WHAT IS BEING ASKED →
Nothing but an exact repeat of the data, with pictures removed, belongs in the answer.

(DATA FOR THE TASK begins)

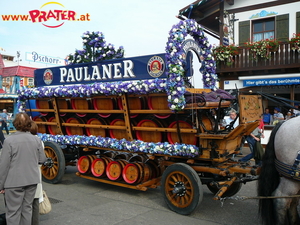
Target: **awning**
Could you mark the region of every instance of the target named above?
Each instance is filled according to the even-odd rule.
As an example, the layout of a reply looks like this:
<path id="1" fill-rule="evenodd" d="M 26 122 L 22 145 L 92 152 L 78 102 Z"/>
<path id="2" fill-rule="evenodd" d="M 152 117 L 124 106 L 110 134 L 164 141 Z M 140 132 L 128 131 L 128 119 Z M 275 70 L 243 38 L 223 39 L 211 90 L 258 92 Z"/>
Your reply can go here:
<path id="1" fill-rule="evenodd" d="M 278 74 L 239 77 L 244 87 L 300 84 L 300 74 Z"/>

(DATA FOR THE TASK ends)

RESULT →
Target: **awning**
Could you mark the region of every instance of the target named above?
Each instance is filled according to the even-odd rule.
As an example, the layout of a reply looks like this:
<path id="1" fill-rule="evenodd" d="M 26 122 L 22 145 L 92 152 L 78 102 Z"/>
<path id="2" fill-rule="evenodd" d="M 152 117 L 124 106 L 110 134 L 164 141 Z M 140 132 L 128 131 L 128 119 Z M 275 70 L 243 38 L 223 39 L 211 90 L 258 92 Z"/>
Your reply can go here:
<path id="1" fill-rule="evenodd" d="M 278 74 L 239 77 L 244 87 L 300 84 L 300 74 Z"/>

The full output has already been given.